• _TASK TO COMPLETE_
Please extract the lines below, from the one containing "facade in the photo above." through the last line, reproducing them word for word and leaving out the pictures.

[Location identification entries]
----
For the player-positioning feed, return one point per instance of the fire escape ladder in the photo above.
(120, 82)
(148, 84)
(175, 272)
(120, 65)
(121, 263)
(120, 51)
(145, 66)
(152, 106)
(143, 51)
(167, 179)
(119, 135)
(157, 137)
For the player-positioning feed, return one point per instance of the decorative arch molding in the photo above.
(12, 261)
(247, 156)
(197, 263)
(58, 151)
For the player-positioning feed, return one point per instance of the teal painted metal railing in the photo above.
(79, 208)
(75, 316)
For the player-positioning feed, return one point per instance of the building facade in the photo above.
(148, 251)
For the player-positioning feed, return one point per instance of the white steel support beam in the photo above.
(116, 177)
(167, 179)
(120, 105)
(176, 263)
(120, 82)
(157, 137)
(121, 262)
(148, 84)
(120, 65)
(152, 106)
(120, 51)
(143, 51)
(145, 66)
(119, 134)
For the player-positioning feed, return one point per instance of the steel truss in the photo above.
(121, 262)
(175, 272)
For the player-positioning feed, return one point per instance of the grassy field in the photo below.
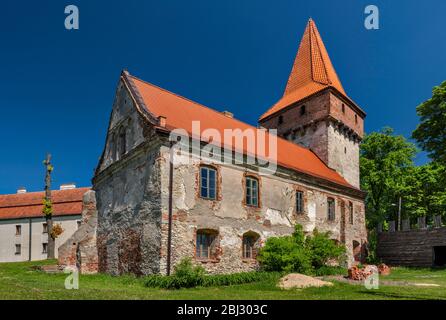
----
• _SOLUTION TO THIS TASK_
For the player-positioning feed, return one point per instance of the building facade in the photo above.
(148, 251)
For the player-positioning feed, return one point per instance of the white steel support beam in the photo above.
(116, 177)
(167, 179)
(120, 105)
(176, 263)
(120, 82)
(157, 137)
(121, 262)
(148, 84)
(120, 65)
(152, 106)
(120, 51)
(143, 51)
(145, 66)
(119, 134)
For the player-positioning feed, return one point per instance of the steel truss in the photo above.
(121, 262)
(175, 272)
For the player-positioning feed, return one point per instance of the grassy field in the photo below.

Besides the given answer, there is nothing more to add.